* DATA TO PROCESS
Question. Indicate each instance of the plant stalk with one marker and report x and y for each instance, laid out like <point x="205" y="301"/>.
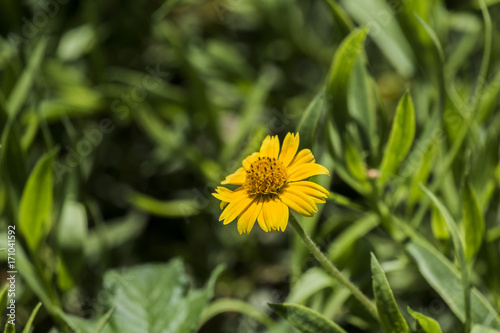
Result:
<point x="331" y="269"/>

...

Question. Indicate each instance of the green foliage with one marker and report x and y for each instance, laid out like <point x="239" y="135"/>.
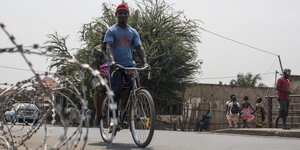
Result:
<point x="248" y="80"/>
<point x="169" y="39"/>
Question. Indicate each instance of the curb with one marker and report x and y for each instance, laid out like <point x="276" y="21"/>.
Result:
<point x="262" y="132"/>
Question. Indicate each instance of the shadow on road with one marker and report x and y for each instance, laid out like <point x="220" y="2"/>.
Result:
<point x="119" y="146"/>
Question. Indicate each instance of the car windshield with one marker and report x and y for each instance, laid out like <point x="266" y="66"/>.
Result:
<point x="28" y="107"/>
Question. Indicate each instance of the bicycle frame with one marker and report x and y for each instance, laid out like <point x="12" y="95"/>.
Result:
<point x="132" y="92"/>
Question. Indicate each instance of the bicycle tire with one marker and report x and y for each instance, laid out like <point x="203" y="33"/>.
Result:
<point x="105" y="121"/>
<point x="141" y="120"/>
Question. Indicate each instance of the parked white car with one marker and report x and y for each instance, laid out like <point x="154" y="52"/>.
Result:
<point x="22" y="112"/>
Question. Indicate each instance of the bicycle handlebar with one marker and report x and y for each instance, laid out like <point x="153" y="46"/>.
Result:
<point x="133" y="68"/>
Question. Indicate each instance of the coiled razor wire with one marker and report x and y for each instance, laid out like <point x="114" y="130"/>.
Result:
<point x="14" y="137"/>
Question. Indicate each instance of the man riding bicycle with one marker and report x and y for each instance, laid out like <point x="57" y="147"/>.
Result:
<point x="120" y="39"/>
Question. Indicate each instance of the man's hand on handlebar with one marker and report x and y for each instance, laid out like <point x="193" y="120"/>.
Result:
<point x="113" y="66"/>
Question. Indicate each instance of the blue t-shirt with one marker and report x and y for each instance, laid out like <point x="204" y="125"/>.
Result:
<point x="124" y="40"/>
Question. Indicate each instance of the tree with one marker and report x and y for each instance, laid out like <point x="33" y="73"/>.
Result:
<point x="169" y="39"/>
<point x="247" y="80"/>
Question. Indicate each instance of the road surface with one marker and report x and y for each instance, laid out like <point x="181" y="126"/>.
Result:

---

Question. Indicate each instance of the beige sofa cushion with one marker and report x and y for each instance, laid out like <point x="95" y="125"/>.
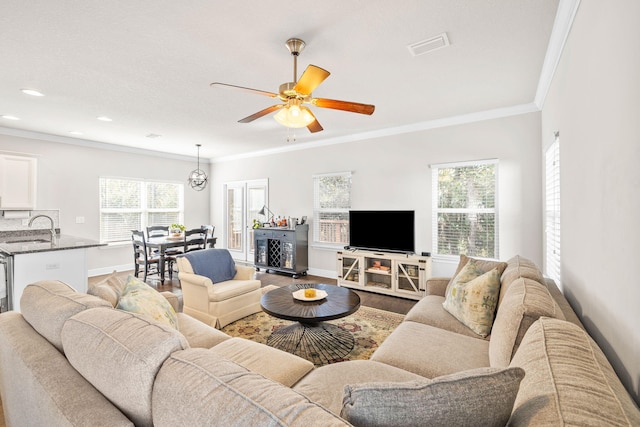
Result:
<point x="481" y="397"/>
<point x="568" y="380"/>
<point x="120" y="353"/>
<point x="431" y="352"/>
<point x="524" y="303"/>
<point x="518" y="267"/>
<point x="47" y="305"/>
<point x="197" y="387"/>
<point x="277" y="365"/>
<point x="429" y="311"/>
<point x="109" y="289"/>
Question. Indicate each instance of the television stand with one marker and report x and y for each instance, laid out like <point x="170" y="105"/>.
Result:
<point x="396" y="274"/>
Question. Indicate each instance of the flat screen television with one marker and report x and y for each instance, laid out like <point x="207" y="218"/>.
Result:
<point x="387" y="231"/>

* DIRECTIONS FOR THIS TASK
Find every line in the items above that contains the word "road", and copy each of those lines in full.

* EXERCISE SOLUTION
Question. Indicate each instance of the shadow on road with one marker and report x and y for each instance, laid out like <point x="220" y="2"/>.
Question. Indicate each instance of the road surface with one marker and report x and y for each instance, laid out like <point x="181" y="126"/>.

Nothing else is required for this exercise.